Start of INFORMATION SHOWN

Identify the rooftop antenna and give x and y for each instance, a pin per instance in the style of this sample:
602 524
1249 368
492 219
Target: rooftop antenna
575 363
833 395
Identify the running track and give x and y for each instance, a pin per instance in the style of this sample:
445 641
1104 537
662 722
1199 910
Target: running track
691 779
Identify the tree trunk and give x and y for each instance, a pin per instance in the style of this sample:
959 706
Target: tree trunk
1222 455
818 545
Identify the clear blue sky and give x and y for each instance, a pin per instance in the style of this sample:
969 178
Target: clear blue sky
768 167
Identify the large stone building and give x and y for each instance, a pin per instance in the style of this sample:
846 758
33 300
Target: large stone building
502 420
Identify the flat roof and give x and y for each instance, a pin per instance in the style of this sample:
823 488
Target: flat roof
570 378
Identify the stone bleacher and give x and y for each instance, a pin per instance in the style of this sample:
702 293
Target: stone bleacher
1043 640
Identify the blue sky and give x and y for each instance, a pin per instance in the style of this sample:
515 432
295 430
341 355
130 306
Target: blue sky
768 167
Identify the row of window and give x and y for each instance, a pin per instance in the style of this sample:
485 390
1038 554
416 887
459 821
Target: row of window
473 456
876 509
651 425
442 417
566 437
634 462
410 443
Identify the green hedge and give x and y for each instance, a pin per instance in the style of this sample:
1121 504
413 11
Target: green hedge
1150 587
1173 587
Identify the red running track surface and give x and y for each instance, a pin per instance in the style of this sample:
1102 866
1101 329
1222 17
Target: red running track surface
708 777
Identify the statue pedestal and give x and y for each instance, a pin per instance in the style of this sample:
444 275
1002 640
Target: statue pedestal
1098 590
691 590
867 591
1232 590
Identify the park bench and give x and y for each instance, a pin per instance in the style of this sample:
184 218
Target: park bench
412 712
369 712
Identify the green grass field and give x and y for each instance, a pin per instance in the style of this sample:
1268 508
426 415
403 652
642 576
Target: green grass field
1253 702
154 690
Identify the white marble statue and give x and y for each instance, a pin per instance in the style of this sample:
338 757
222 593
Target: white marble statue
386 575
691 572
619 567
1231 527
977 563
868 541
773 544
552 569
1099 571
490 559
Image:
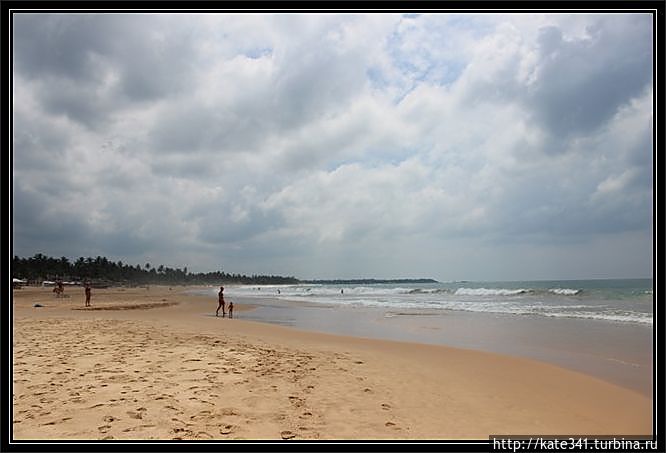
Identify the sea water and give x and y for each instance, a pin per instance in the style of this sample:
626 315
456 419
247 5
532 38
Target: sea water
618 301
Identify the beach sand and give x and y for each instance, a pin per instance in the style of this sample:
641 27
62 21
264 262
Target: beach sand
157 364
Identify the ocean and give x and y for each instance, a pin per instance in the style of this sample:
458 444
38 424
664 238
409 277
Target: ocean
615 301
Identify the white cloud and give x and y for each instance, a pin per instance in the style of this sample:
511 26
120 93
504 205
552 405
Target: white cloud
292 143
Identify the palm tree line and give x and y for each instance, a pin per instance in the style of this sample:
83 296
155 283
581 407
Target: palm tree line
39 268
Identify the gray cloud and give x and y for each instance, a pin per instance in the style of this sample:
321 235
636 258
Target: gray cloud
365 145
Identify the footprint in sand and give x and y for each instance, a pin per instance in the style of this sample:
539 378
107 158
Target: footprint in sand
136 415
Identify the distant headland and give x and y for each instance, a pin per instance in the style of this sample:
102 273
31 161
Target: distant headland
370 281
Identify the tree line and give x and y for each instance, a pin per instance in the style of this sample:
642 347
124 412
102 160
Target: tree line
40 267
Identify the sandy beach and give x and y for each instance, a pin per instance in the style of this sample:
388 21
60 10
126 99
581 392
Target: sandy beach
155 363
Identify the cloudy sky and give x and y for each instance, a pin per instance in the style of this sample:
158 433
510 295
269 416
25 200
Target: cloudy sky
451 146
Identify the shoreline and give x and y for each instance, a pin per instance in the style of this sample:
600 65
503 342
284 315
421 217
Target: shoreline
615 352
201 377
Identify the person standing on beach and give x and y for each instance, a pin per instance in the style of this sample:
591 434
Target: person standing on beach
87 291
220 300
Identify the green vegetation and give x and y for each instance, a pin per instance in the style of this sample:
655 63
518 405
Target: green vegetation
101 270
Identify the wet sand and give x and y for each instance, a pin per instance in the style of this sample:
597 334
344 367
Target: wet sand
157 364
620 353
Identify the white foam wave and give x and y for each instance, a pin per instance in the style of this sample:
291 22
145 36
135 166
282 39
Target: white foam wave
489 292
564 291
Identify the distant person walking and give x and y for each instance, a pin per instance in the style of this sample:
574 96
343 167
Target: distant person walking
220 300
87 291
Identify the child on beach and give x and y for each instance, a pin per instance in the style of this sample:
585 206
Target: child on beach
87 291
220 300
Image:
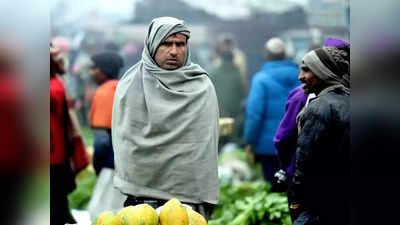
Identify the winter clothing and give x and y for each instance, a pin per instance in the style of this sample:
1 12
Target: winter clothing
326 64
67 152
322 158
323 146
286 135
266 103
165 126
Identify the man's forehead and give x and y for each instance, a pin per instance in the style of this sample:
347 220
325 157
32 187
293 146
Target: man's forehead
177 36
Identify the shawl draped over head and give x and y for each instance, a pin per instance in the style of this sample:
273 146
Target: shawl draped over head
165 126
331 65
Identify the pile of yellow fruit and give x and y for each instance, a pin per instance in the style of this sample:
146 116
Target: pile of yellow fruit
171 213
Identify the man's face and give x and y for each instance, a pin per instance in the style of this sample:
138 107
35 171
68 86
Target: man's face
311 83
170 54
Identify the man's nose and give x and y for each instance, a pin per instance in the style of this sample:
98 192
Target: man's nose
301 76
173 51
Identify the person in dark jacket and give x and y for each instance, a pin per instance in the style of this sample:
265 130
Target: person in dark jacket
322 157
285 139
266 105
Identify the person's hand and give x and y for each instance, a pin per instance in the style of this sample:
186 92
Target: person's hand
250 155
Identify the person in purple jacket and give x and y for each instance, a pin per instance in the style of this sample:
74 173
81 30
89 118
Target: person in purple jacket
285 139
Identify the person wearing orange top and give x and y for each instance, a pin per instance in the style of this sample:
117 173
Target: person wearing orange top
104 71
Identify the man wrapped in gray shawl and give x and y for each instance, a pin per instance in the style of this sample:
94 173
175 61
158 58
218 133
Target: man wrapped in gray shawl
165 126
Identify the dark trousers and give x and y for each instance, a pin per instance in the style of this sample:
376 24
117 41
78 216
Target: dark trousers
60 185
205 209
269 164
103 150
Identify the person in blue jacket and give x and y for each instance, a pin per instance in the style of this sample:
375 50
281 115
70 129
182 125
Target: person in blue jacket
266 105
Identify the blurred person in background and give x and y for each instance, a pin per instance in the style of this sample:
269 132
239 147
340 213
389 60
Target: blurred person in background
225 42
228 86
104 71
20 154
67 150
266 105
285 139
318 194
165 124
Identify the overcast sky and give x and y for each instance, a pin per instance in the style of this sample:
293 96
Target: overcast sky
122 9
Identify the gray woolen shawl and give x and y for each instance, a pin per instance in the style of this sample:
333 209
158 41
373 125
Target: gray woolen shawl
165 126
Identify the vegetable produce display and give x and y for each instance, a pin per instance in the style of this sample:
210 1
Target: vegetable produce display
171 213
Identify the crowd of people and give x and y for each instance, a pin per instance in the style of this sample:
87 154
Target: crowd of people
157 124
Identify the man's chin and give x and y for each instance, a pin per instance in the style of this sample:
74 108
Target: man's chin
306 90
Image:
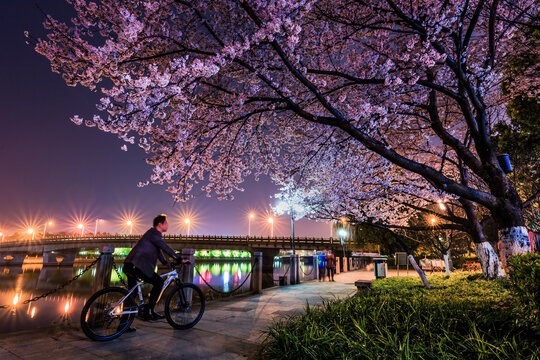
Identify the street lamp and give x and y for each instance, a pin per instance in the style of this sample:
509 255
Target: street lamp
271 221
251 216
441 205
45 228
95 229
187 223
342 233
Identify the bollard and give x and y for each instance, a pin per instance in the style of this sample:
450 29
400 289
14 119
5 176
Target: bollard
315 267
256 275
187 274
294 270
104 268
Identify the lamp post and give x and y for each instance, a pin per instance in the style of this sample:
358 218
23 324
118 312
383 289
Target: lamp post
45 228
292 228
251 216
271 221
187 223
342 233
95 229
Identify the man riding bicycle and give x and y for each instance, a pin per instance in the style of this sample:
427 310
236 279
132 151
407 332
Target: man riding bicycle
141 263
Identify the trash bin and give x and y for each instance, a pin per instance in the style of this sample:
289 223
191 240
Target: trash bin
379 266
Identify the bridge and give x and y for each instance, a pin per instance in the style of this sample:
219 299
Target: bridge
62 251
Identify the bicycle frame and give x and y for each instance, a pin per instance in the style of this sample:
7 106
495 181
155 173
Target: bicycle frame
170 277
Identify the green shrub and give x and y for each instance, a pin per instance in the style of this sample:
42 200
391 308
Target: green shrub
399 319
525 285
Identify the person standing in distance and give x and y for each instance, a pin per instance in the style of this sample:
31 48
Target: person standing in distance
141 263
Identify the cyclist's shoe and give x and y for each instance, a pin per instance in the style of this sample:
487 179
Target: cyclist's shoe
156 316
151 315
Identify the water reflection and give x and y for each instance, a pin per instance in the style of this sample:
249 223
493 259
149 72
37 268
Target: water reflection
282 268
19 283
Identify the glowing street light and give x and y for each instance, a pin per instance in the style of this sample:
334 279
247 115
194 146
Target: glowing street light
251 216
187 224
95 229
130 224
271 221
342 233
45 228
81 226
441 205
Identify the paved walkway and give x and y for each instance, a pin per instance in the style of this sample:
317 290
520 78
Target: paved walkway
229 329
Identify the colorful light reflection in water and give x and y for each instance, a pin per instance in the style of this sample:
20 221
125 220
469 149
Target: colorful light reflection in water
24 282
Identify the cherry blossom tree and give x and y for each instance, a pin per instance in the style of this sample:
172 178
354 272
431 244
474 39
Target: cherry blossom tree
336 186
217 90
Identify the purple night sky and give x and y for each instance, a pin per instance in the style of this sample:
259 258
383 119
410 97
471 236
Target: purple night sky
52 168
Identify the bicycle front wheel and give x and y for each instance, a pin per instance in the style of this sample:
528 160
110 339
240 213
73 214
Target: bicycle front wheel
103 318
184 306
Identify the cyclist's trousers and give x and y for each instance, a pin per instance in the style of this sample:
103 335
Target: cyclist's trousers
157 281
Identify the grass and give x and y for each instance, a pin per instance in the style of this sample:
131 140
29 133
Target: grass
463 317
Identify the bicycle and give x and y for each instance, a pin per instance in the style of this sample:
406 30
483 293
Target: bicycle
110 312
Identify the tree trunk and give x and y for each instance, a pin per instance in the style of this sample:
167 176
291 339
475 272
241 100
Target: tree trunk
513 241
419 271
491 267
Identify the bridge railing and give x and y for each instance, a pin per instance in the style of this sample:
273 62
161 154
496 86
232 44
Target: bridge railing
174 238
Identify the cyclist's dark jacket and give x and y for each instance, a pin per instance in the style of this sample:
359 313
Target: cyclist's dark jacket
147 250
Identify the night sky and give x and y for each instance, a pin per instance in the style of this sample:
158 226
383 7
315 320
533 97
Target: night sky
51 168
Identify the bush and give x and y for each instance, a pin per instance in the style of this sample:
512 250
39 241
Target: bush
525 284
399 319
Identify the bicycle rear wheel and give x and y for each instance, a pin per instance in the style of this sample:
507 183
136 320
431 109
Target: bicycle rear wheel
184 306
97 321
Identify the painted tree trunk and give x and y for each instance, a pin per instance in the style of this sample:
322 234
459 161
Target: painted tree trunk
419 271
491 267
513 241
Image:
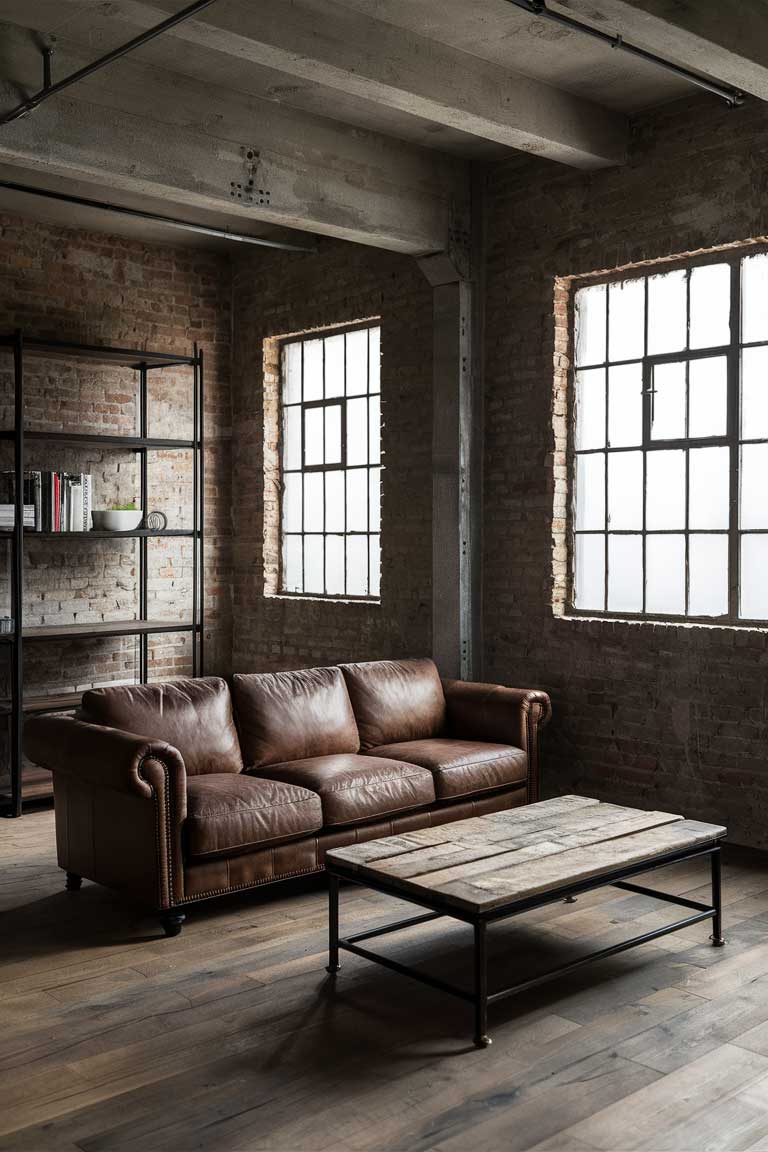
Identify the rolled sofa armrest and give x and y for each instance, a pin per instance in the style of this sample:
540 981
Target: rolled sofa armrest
120 804
500 715
106 757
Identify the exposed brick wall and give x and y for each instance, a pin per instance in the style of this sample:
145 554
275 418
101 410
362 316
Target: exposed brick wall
673 717
103 289
276 295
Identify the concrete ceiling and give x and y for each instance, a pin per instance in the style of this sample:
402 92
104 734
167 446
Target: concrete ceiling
351 118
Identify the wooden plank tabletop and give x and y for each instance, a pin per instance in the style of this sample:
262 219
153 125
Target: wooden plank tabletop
489 861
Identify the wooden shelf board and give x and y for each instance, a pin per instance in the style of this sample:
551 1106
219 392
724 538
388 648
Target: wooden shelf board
123 357
100 533
132 442
38 704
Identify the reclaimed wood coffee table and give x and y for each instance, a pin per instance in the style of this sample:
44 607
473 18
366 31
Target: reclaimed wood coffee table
489 868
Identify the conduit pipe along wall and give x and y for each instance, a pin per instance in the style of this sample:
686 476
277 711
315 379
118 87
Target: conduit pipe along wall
732 96
48 89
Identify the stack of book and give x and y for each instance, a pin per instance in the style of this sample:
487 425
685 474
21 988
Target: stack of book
53 501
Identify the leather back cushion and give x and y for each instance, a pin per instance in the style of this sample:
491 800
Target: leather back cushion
195 715
291 715
395 700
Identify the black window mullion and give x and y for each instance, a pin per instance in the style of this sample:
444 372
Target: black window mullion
735 436
606 456
344 537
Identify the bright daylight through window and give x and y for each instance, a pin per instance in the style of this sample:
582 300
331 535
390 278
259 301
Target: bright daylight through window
670 444
331 464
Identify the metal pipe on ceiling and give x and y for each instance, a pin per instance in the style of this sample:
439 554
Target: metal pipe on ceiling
204 229
732 96
122 50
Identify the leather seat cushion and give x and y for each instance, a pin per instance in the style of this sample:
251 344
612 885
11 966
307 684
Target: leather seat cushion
356 788
291 715
194 715
229 813
461 767
395 700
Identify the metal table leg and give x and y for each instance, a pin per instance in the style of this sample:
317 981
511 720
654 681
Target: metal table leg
716 937
481 1038
333 925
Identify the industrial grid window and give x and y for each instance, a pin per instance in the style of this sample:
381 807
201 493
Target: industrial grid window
331 464
669 453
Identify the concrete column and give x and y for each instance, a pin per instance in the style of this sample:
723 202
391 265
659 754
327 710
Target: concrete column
455 522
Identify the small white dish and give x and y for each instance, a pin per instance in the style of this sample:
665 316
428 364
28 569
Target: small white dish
112 521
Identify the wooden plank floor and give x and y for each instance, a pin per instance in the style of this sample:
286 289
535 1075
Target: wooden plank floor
232 1037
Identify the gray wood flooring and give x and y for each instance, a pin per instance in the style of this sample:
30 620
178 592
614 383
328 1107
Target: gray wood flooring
232 1037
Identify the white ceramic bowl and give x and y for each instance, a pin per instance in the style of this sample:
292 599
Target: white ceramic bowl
108 521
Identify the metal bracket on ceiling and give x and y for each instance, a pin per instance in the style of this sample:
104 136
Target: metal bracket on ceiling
47 53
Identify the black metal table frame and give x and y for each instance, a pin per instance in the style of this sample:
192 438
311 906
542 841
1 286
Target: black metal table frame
479 997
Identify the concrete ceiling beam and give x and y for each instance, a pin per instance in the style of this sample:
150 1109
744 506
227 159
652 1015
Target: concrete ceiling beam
326 43
727 40
141 129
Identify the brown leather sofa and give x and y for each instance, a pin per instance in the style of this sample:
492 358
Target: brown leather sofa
184 790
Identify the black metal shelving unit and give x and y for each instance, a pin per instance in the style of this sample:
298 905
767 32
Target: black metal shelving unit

End of INFORMATION SHOWN

**TRY IT**
Wherever the word "unit" appears in a line of the data, copy that line.

**WRITTEN REPLY**
Identify the black metal shelving unit and give x and y for each instance, a pin per instance in the style of this sample:
Target: black metal shelving unit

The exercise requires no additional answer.